▸ What you need to do
Turn the stretch of the listing from its first line through the line containing "positive clicks: (35, 20) (31, 14) (24, 27)" into a numbered list, omitting any blank lines.

▸ Material provided
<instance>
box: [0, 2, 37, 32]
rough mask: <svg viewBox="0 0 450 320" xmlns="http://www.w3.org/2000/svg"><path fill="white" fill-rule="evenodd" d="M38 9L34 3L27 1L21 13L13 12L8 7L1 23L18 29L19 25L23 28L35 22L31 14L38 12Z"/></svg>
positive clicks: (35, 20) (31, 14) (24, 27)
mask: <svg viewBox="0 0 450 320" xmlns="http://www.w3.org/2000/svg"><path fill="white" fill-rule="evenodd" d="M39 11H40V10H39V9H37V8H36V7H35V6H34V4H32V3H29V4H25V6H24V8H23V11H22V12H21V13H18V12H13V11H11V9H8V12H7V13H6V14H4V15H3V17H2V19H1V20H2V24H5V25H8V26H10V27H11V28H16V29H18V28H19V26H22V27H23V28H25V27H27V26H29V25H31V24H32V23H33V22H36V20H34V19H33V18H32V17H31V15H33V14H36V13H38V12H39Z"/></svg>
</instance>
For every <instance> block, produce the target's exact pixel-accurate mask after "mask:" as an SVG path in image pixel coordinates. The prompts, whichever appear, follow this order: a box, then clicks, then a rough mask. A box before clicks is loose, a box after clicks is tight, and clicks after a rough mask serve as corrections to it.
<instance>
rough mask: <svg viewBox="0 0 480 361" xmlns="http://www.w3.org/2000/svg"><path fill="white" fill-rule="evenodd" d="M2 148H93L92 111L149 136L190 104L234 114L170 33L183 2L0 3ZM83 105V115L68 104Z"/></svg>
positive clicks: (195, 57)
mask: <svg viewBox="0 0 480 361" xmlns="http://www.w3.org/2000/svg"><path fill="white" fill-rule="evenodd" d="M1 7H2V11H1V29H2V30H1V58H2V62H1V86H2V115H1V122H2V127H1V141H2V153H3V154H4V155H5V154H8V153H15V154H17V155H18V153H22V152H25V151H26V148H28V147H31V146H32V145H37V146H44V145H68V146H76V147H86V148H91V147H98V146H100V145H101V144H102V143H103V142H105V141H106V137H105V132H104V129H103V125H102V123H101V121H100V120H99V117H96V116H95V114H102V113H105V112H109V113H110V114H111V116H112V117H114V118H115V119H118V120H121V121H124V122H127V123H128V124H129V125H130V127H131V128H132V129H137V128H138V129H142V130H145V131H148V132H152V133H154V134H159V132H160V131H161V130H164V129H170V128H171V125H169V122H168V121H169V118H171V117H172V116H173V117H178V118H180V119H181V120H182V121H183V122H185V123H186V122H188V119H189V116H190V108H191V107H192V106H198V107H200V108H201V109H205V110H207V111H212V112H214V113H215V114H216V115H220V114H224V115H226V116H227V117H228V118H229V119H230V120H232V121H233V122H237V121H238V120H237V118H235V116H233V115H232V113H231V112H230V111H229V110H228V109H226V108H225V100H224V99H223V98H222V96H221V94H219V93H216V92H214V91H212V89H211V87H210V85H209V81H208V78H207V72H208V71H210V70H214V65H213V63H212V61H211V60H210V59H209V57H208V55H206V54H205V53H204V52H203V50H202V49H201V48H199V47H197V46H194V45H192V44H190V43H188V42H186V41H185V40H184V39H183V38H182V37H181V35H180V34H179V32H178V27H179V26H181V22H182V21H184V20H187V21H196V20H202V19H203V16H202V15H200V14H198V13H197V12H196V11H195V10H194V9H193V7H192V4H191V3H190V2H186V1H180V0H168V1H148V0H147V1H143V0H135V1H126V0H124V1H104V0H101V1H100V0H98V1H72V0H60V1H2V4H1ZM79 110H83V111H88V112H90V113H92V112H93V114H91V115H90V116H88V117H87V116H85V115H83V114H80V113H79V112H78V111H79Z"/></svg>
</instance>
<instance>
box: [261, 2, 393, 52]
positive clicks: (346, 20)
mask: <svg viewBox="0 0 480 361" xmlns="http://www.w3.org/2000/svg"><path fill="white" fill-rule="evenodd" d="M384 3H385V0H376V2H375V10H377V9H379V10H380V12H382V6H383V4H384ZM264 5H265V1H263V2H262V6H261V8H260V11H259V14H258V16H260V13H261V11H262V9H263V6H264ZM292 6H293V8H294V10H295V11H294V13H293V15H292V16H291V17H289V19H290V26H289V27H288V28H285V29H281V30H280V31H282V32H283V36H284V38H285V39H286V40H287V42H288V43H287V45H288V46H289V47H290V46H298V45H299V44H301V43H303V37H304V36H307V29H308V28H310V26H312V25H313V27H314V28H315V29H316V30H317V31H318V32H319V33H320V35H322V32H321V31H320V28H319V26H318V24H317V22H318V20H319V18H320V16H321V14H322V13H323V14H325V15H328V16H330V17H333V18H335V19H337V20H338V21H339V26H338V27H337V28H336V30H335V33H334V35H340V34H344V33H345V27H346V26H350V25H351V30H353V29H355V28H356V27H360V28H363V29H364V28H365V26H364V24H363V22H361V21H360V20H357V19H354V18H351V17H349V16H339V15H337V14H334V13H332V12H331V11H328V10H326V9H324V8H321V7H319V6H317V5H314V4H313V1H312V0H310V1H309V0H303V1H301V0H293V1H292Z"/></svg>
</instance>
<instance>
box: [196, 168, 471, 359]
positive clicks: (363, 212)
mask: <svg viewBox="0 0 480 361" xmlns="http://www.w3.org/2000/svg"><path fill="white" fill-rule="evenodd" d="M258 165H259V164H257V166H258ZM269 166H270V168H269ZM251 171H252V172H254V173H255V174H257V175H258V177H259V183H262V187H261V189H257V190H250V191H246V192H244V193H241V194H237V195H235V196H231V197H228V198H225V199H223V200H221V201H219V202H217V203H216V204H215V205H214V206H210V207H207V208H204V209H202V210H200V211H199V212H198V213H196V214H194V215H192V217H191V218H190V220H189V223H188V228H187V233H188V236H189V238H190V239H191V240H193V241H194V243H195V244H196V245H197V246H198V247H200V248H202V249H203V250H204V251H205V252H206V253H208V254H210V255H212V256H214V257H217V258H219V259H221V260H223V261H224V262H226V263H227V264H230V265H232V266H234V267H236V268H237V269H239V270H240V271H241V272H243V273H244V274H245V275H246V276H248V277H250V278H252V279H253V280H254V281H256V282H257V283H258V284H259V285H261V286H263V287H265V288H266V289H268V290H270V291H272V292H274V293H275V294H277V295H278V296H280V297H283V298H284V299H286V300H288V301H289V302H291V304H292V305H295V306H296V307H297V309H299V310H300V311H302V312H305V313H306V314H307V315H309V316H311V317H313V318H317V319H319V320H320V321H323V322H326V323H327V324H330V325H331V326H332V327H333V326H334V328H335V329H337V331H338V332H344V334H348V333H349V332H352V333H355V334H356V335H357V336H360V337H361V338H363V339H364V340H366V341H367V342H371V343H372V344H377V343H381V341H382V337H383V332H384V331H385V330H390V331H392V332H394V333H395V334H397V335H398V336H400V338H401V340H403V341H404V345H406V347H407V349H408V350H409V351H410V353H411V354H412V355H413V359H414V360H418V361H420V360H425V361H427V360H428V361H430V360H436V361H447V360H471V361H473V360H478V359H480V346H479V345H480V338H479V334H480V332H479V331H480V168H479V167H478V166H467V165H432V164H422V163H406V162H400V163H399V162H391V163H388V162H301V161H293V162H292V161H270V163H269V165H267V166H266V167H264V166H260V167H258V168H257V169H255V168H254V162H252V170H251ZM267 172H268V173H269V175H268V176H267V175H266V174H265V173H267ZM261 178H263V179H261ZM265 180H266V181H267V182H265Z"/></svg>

▸ Output below
1. <instance>
2. box: [0, 2, 37, 32]
3. rough mask: <svg viewBox="0 0 450 320" xmlns="http://www.w3.org/2000/svg"><path fill="white" fill-rule="evenodd" d="M38 9L34 3L27 1L21 13L13 12L8 7L1 23L18 29L19 25L23 28L35 22L31 14L38 12Z"/></svg>
4. positive clicks: (35, 20) (31, 14) (24, 27)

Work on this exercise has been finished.